CONSIGNAS:
**1.** Reproduce el fragmento de la leyenda del fuego que comienza en las palabras "El mito griego" y termina después de "su propia inspiración.", intercambiando "poetas" por "escritores".
**2.** Convierte en una lista el párrafo de la leyenda del fuego que empieza con "Hijo del titán Jápeto", conservando sus datos principales.
**3.** Según la leyenda del fuego, ¿por qué escogió Zeus las piezas cubiertas de grasa? Explícalo en una a tres oraciones.

PÁGINA:
La leyenda del fuego (Parte I)
El mito griego de Prometeo es, sin duda alguna, uno de los más bellos y significativos, al cual han recurrido cientos de poetas, cada uno de los cuales lo ha interpretado según su propia inspiración.
Hijo del titán Jápeto y de la ninfa marina Clímene, Prometeo fue, en su origen, el dios del fuego, ese mismo que sirve para iluminar, para trabajar los metales con los cuales se pueden hacer armas e instrumentos útiles, y para calentar. Se trataba, entonces, de una divinidad amiga de los hombres, buena, bondadosa, benéfica, a la que, en Grecia, se le habían consagrado numerosos altares. No en vano, en Atenas, por ejemplo, surgió uno en su honor en el barrio de la Academia, además de tener un fuego perennemente encendido, considerado como sagrado. En algunos días determinados, dedicados a los sacrificios de los dioses, los jóvenes de la ciudad encendían varias antorchar en aquel altar, y las llevaban hasta los otros templos para encender los fuegos del sacrificio.
Empero, poco a poco, Prometeo fue perdiendo su importancia (lugar que ocupó Hefesto), y de sus características originariamente principales solamente subsistieron su extraordinaria benevolencia y una relación, cada vez más vaga, con el elemento ígneo.
En la localidad de Mekone, se reunieron antiguamente los dioses y los hombres para decidir de una vez qué partes de los animales sacrificados deberían pertenecer a unos y a otros; evidentemente, y tal y como concenía a los dioses, y a Zeus en especial, éstos elegían primero. Prometeo urdió una estratagema a favor de los hombres, pues, con las peores partes, tales como los cartílagos, las vísceras y los huesos, fueron cubiertas por una capa de grasa, mientras que las mejores partes, fueron envueltas con la piel y las membranas menos apetitosas. Zeus, como era de esperar, y fijándose sólo en la apariencia, escogió aquellas piezas cubierta de grasa.
Sin embargo, mayor fue su cólera cuando comprendió que había sido engañado. Desde ese mismo momento, se desencadenó una ira incontenible y violenta que recayó sobre los seres humanos: se verían privados del fuego para siempre.

DATOS PROPORCIONADOS:
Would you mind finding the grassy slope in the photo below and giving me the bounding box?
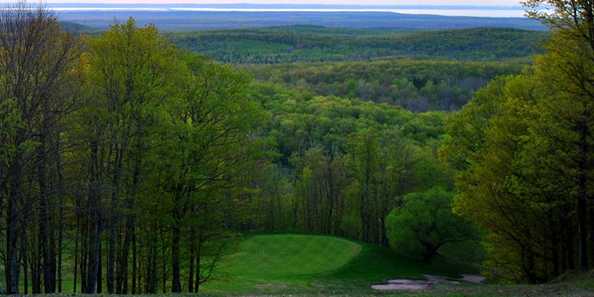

RESPUESTAS ESPERADAS:
**1.**
El mito griego de Prometeo es, sin duda alguna, uno de los más bellos y significativos, al cual han recurrido cientos de escritores, cada uno de los cuales lo ha interpretado según su propia inspiración.

**2.**
- Prometeo era hijo del titán Jápeto y de la ninfa marina Clímene.
- En su origen fue el dios del fuego, que sirve para iluminar, trabajar los metales y calentar.
- Era una divinidad amiga de los hombres, bondadosa y benéfica, con numerosos altares en Grecia.
- En Atenas tenía un altar en el barrio de la Academia, con un fuego sagrado siempre encendido.
- En ciertos días de sacrificios, los jóvenes encendían antorchas en ese altar y las llevaban a otros templos para encender los fuegos del sacrificio.

**3.** Zeus escogió esas piezas porque se fijó solo en la apariencia. Prometeo había cubierto con una capa de grasa las peores partes, como los cartílagos, las vísceras y los huesos. Las mejores las había envuelto con la piel y las membranas menos apetitosas.